— Quoted passage —
####

The Taylor panel faithfully applied this framework. Once the court found that the seized drugs did not accurately capture Taylor’s long-running trafficking conduct, it was required to approximate using available reliable indicators—which here included defendant’s own admissions and DEA-informed price data.
2. Rule 32 and reliance on the PSR: bare denials are insufficient
The more significant legal development lies in the court’s detailed discussion of when a district judge may adopt the PSR’s findings wholesale.
Under Federal Rule of Criminal Procedure 32(i)(3):
- Rule 32(i)(3)(A) allows the court to “accept any undisputed portion of the presentence report as a finding of fact.”
- Rule 32(i)(3)(B) requires the court to “rule on” any disputed portion or to determine that a ruling is unnecessary because the matter will not affect sentencing.
The Sixth Circuit has long required more than conclusory disagreement to “dispute” the PSR:
- United States v. Small, 988 F.3d 241 (6th Cir. 2021). A defendant must do more than “simply deny” the PSR’s truth; he must produce “some evidence” calling the reliability or correctness of the alleged facts into question.
- United States v. Cover, 800 F.3d 275 (6th Cir. 2015). Absent any evidence challenging a PSR factual allegation, the district court is permitted to rely on the PSR’s accuracy.
- United States v. Holt, 116 F.4th 599 (6th Cir. 2024). The defendant must identify the disputed fact with “specificity and clarity,” and vague assertions or bare denials are inadequate to trigger a duty for detailed findings.
Taylor reinforces this line of authority: even at sentencing, where evidentiary standards are relaxed, a defendant must provide more than generic assertions that a PSR conclusion is “unreliable.”
3. Application to Taylor’s objections
Taylor objected to the PSR’s six-level increase by claiming:
- The physically seized drugs already reflected the scale of the offense and corresponded to the plea agreement’s drug quantity; and
- The information in the PSR lacked “sufficient indicia of reliability” to justify the cash-to-drug conversion.
The Sixth Circuit deemed these “both bare and simple denials.” Specifically:
- He did not dispute that the $168,140 was found in his home;
- He did not deny that the cash was drug proceeds;
- He did not deny his statements that he had been dealing since 2014 and sold cocaine for $900 per ounce;
- He did not challenge the DEA and probation officers’ estimate that $30,000 per kilogram was a reasonable price; and
- He offered no contrary evidence—no legitimate source of the cash, no different prevailing price, no financial records to suggest alternative explanations.
At the sentencing hearing, his sole articulated objection was to “any enhancements based on the amount of money seized,” grounded again in the plea agreement. The appellate panel held that this was still only a generalized disagreement with the conclusion (that the cash should be converted) and not a factual rebuttal of the premises on which the conversion rested.

####

(Rows from a pointing dataset)
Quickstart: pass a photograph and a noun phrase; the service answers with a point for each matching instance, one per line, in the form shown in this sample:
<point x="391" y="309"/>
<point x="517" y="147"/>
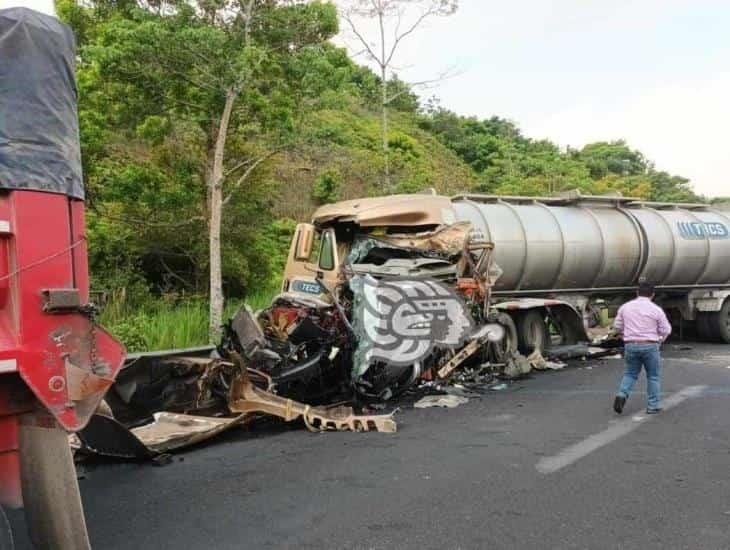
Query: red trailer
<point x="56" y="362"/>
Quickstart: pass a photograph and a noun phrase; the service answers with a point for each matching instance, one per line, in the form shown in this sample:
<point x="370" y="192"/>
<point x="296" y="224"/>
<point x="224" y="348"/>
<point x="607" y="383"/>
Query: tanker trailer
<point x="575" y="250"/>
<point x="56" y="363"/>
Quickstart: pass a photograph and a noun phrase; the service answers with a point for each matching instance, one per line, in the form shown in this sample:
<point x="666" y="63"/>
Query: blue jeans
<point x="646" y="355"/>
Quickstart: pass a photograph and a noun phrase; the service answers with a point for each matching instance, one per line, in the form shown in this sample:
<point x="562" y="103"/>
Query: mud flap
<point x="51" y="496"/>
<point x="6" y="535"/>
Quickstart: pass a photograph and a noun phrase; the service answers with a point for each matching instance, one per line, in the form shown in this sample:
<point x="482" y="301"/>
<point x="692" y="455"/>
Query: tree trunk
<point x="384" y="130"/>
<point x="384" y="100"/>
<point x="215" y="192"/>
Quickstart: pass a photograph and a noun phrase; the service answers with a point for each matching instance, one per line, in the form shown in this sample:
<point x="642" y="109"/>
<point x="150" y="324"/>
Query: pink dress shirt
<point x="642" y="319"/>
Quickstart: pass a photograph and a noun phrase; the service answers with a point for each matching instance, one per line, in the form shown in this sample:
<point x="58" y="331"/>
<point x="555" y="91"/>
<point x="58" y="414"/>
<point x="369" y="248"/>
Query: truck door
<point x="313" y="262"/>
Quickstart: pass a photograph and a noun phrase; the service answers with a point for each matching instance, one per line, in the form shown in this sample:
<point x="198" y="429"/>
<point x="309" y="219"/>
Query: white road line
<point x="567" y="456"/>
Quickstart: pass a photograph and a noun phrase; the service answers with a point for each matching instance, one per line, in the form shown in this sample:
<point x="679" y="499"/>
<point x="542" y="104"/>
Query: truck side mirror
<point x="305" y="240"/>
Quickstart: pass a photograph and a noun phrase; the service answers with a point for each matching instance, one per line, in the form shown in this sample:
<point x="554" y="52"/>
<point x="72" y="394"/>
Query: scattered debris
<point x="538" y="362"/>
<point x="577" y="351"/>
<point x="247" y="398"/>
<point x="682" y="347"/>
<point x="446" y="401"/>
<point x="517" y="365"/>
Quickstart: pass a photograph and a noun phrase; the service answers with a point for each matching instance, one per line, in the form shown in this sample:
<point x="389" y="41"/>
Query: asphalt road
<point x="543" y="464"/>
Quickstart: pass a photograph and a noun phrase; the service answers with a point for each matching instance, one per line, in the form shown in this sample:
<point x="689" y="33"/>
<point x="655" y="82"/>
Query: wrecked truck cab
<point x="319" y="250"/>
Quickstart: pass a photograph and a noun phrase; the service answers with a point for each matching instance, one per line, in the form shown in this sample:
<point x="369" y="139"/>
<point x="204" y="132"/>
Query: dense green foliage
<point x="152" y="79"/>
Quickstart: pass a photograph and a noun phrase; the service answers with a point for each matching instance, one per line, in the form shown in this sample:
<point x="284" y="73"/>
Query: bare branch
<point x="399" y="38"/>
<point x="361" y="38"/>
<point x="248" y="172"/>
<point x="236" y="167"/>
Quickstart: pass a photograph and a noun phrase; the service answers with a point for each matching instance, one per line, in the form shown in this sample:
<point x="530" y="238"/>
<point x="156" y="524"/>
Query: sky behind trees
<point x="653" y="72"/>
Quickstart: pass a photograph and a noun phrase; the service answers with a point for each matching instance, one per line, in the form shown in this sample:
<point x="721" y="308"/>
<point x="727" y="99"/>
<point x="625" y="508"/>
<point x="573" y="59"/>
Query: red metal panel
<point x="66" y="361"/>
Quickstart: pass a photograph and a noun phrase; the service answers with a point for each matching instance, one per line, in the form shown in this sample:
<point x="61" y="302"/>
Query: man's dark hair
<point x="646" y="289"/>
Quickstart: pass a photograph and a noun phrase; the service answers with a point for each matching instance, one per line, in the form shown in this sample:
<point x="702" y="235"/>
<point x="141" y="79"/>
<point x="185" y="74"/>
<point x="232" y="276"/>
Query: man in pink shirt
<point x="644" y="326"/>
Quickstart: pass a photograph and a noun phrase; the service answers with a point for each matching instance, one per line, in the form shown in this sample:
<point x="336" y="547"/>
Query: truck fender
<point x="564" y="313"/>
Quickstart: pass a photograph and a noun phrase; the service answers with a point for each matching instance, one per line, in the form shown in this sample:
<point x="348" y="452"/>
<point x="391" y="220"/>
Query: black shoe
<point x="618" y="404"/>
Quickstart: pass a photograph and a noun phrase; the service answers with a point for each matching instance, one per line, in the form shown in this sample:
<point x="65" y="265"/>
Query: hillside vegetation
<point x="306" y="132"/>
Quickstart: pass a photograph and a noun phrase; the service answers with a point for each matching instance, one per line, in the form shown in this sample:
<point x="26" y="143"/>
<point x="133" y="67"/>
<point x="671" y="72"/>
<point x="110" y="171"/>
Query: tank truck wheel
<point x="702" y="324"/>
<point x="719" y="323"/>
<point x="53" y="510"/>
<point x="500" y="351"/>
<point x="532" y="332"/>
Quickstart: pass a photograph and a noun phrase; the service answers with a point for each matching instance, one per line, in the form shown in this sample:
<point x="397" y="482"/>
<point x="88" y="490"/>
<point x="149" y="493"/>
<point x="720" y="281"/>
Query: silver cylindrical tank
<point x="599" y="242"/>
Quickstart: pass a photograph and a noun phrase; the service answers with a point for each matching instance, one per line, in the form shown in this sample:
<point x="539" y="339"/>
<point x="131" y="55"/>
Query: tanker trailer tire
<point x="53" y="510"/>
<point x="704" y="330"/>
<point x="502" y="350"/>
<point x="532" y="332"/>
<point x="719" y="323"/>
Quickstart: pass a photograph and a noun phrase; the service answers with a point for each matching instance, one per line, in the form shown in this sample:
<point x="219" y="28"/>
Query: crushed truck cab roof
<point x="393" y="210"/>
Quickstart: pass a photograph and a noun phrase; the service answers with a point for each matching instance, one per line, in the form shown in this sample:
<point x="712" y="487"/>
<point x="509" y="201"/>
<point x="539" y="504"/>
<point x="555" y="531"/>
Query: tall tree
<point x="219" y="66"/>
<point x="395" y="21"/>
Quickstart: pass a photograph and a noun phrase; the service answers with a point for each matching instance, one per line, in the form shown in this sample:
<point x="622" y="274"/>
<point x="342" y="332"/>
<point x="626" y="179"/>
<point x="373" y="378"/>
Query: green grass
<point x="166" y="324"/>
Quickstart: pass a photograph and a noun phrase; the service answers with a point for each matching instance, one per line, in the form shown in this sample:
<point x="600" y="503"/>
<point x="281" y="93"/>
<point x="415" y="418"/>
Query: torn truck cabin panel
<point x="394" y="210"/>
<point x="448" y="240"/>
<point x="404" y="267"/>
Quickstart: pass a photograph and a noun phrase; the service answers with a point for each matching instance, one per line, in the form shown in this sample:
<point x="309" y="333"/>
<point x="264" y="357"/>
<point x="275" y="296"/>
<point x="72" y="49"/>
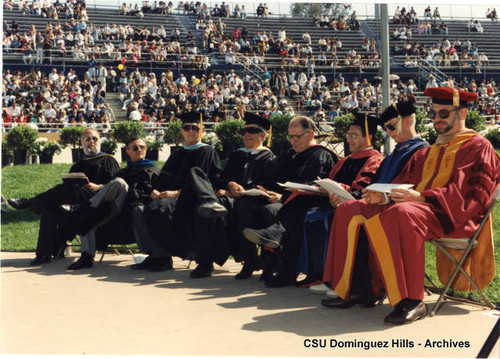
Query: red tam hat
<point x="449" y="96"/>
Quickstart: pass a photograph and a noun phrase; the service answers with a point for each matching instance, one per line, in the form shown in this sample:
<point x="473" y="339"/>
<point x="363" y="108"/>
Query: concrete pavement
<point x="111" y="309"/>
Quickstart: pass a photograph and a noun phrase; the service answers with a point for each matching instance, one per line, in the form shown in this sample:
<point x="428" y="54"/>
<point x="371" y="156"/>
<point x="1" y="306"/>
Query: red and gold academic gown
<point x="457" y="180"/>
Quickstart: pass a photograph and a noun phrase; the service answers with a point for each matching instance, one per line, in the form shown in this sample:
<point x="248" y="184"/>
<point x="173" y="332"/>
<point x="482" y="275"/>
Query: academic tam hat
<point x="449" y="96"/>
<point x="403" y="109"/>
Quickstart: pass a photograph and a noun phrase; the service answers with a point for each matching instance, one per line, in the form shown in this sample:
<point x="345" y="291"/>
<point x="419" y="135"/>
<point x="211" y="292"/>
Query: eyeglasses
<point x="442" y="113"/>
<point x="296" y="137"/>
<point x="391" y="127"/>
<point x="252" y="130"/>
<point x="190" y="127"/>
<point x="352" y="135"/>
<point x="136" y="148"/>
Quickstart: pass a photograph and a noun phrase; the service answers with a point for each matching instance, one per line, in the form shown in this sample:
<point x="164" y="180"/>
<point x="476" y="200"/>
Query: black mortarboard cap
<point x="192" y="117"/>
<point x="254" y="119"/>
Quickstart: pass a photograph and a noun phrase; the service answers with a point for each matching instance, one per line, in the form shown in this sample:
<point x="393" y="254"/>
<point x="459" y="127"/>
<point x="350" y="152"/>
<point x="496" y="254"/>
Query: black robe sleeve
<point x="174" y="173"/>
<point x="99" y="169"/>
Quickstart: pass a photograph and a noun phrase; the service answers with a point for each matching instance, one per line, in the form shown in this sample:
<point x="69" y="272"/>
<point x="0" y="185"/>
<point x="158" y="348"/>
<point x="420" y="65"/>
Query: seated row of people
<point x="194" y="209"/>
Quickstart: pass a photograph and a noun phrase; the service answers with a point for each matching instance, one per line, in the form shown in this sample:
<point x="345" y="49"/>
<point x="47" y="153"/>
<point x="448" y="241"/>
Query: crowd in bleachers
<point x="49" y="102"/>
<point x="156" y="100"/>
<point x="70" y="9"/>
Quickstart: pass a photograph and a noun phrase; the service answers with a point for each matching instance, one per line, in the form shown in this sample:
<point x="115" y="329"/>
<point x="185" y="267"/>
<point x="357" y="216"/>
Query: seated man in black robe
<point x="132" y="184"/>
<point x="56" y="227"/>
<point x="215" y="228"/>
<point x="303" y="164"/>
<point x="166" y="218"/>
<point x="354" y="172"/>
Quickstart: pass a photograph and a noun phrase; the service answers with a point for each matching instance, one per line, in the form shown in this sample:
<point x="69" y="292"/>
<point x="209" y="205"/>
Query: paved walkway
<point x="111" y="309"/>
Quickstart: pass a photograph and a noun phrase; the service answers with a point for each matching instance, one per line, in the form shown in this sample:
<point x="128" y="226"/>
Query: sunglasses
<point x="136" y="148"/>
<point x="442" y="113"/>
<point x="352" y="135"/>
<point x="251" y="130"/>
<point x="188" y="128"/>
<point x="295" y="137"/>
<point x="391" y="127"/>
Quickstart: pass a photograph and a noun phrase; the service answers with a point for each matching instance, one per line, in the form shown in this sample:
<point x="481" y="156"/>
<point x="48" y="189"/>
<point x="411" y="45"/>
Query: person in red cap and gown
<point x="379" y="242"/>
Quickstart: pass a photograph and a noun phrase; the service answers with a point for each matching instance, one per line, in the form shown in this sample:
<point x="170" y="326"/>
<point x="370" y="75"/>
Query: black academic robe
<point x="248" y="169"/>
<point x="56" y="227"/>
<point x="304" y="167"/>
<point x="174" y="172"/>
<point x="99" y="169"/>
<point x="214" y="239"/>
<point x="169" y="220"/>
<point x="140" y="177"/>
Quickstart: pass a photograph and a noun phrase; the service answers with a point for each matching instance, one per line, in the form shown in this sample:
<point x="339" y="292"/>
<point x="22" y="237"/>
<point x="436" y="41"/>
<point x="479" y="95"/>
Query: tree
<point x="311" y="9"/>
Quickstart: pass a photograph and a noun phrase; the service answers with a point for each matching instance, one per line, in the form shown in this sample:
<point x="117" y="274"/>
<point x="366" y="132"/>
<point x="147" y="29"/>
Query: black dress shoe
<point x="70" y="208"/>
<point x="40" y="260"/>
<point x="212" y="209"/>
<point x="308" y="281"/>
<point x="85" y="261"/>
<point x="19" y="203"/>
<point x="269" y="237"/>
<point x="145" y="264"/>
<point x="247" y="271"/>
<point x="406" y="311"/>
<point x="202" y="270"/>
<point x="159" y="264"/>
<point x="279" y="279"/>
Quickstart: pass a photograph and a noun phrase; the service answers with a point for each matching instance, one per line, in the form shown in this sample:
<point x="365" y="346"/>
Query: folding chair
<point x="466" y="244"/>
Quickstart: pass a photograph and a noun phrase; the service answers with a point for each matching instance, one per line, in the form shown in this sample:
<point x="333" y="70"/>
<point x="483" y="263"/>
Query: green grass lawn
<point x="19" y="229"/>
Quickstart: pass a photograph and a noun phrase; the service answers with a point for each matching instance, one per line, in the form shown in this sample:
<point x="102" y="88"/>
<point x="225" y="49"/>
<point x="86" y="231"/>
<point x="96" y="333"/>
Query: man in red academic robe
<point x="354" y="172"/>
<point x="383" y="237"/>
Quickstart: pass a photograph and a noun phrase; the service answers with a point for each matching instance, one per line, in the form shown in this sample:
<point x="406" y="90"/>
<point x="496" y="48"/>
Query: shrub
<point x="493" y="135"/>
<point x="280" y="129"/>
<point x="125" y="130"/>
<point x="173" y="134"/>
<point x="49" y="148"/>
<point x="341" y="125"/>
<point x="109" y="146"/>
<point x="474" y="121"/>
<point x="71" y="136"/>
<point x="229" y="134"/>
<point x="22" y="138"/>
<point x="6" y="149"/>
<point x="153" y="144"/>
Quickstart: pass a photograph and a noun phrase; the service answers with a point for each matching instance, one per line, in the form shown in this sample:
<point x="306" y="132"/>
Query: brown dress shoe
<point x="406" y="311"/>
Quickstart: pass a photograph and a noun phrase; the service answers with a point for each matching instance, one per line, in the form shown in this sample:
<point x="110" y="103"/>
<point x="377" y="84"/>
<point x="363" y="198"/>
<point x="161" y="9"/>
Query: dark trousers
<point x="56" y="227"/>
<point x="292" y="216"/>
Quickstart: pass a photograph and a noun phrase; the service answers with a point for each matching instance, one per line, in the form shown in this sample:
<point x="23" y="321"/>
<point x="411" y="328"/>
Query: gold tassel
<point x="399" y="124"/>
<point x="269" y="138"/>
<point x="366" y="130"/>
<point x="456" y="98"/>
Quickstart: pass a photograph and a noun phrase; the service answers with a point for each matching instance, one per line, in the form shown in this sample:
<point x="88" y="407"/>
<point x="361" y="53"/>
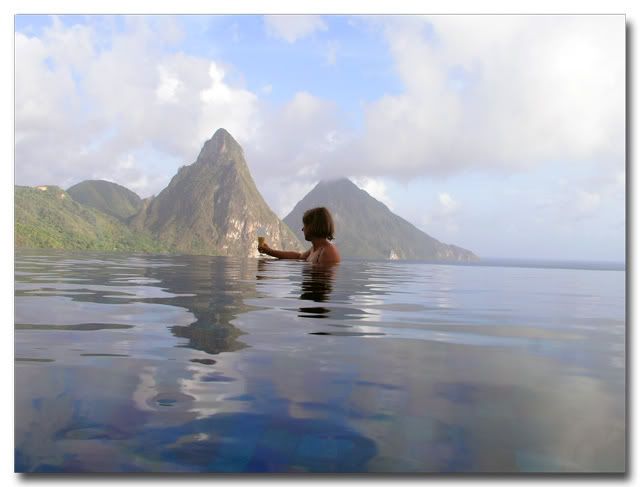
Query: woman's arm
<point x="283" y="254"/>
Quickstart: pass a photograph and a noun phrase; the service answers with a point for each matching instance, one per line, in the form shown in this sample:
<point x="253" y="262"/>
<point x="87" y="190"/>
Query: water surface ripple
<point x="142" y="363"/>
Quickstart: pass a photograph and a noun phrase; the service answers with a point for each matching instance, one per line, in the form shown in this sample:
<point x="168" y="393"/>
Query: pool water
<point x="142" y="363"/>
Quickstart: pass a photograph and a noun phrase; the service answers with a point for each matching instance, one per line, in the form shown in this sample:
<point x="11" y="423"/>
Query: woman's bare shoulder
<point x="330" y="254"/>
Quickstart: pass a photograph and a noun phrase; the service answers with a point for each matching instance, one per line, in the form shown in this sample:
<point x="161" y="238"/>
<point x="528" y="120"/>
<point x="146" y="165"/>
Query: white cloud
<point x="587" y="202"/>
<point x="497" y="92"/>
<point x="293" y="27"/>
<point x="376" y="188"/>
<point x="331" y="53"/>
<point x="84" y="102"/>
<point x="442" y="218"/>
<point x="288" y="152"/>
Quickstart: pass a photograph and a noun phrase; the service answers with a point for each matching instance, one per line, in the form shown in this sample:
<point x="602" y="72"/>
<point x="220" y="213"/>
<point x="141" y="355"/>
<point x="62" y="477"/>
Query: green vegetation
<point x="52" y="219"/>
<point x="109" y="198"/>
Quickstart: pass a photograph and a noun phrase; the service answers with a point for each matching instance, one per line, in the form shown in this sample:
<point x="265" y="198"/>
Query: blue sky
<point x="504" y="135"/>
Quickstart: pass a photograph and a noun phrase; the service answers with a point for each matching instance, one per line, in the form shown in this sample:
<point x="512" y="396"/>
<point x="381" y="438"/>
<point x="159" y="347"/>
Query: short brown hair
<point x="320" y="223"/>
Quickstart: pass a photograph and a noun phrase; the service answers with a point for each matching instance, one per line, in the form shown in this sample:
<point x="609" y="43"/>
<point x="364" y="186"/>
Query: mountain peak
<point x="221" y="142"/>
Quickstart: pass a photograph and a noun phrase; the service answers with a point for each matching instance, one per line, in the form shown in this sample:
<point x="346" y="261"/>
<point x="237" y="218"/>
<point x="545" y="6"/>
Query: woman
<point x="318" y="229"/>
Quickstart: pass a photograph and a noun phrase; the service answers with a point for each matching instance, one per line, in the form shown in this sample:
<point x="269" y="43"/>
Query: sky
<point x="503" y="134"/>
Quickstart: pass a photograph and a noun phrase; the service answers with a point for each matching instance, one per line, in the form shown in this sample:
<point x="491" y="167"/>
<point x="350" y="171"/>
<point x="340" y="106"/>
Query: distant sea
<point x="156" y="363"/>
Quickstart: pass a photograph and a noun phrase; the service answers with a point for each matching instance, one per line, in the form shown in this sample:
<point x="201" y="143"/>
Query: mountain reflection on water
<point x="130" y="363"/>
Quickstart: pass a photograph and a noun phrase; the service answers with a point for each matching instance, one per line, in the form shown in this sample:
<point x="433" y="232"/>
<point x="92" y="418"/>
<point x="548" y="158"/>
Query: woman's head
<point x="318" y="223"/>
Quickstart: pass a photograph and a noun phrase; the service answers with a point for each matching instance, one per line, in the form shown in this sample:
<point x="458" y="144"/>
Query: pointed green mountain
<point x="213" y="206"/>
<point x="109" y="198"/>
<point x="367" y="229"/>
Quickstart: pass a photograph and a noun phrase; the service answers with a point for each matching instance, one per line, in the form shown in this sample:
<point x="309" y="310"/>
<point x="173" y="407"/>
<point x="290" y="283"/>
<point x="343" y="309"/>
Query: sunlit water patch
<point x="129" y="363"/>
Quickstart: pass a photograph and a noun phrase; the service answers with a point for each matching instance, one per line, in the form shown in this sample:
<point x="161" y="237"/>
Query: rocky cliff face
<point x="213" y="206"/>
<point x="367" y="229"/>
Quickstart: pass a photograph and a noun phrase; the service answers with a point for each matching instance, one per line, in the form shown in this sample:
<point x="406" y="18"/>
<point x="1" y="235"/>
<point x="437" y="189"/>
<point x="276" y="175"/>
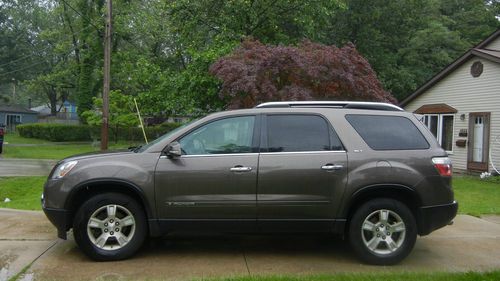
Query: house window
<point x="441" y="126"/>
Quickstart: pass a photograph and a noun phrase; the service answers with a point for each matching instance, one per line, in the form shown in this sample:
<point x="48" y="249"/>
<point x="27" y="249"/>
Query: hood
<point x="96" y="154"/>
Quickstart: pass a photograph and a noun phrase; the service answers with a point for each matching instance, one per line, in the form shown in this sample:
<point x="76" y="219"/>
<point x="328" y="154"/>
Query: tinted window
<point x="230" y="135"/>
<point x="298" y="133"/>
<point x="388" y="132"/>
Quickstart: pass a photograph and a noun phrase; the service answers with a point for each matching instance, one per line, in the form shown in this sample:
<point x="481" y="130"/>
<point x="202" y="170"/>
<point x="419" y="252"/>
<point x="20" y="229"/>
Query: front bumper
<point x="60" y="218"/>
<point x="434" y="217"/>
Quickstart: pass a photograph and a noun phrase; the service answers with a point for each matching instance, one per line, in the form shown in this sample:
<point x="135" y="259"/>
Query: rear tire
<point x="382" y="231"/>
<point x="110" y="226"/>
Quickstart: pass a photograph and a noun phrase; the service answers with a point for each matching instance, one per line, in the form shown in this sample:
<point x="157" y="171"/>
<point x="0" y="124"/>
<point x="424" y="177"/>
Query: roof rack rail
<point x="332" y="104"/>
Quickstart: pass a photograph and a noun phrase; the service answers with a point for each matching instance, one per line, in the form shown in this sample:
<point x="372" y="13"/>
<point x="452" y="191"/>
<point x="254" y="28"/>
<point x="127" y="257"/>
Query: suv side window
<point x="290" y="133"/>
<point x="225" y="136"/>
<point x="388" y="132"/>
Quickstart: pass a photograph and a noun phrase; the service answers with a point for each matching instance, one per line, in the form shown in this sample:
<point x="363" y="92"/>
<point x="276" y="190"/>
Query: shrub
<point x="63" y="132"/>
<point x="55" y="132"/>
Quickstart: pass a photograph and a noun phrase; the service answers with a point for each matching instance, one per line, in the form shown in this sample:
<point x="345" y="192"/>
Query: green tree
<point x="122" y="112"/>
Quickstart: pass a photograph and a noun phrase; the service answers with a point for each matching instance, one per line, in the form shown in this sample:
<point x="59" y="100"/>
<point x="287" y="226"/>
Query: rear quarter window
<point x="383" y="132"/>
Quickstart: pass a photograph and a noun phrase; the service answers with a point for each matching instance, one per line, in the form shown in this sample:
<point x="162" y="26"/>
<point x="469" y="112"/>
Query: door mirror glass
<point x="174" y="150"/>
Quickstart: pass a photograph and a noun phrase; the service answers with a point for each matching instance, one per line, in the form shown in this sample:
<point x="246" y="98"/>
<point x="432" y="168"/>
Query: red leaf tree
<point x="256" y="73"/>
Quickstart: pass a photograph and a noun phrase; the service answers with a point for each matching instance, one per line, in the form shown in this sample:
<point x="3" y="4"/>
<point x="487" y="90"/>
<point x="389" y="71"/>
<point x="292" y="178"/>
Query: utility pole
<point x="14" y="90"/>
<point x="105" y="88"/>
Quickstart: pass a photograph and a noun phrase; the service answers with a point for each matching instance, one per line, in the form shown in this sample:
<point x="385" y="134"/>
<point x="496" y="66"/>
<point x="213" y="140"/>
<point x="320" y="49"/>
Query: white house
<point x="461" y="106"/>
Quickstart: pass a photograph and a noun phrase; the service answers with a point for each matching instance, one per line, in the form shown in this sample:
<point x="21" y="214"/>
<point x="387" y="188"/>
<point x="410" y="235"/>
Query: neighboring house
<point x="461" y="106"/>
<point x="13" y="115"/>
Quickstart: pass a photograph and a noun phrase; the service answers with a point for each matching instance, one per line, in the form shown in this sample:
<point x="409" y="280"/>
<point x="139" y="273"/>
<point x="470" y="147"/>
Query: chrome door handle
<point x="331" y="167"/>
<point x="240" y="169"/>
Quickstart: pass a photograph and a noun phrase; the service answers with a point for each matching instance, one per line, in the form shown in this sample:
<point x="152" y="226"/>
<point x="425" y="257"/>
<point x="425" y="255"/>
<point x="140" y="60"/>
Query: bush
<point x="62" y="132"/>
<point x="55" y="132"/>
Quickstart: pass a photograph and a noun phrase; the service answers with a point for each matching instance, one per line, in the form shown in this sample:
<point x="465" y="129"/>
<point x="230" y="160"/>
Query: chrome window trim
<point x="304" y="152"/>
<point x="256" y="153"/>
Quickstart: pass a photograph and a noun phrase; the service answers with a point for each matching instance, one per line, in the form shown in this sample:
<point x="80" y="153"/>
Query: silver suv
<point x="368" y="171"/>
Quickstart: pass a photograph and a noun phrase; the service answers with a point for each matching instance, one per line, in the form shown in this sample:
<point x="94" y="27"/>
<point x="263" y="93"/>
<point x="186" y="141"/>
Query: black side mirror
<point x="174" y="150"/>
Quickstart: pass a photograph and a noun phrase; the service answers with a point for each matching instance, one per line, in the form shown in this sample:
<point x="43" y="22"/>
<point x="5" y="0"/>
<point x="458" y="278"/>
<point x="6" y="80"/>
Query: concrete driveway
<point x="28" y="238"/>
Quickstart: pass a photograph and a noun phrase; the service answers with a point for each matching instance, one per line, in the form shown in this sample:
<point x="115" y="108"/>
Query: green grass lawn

####

— Job —
Write out, word for word, the part of the Sixth Circuit sentencing commentary starting at "The Sixth Circuit has" and ending at "for detailed findings.".

— Result of this task —
The Sixth Circuit has long required more than conclusory disagreement to “dispute” the PSR:
- United States v. Small, 988 F.3d 241 (6th Cir. 2021). A defendant must do more than “simply deny” the PSR’s truth; he must produce “some evidence” calling the reliability or correctness of the alleged facts into question.
- United States v. Cover, 800 F.3d 275 (6th Cir. 2015). Absent any evidence challenging a PSR factual allegation, the district court is permitted to rely on the PSR’s accuracy.
- United States v. Holt, 116 F.4th 599 (6th Cir. 2024). The defendant must identify the disputed fact with “specificity and clarity,” and vague assertions or bare denials are inadequate to trigger a duty for detailed findings.